◆ PROBLEM TO SOLVE ◆
Report each line from the listing that the string "below" appears in.

◆ RECORDED DATA ◆
▬▬▬▬▬▬

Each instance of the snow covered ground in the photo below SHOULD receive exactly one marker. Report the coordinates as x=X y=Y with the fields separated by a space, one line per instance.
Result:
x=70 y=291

▬▬▬▬▬▬

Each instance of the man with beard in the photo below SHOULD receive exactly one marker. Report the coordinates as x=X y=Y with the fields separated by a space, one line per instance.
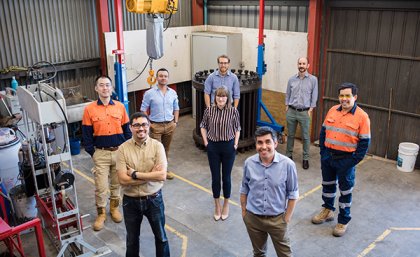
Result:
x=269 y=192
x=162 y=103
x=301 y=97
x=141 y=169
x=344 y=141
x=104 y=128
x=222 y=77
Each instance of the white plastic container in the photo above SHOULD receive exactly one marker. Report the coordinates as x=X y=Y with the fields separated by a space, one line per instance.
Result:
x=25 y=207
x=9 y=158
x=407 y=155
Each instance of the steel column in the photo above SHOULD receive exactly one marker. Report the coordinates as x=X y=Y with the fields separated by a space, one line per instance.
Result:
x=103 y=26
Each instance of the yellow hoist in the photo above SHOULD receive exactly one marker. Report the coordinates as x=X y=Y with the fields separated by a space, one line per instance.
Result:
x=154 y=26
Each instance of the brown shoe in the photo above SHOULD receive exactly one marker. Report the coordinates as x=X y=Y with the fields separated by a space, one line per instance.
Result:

▬▬▬▬▬▬

◆ OUTPUT FOR THIS TASK ◆
Each instance of the snow covered ground in the photo below SHOULD receive exactly one marker. Report the coordinates as x=X y=Y with the fields separated by a space, one line per instance.
Each instance of the man with beard in the photo below SHOULD receive exactly one marker. Report the coordinates as x=X y=Y with the fields separated by a space, one line per instance.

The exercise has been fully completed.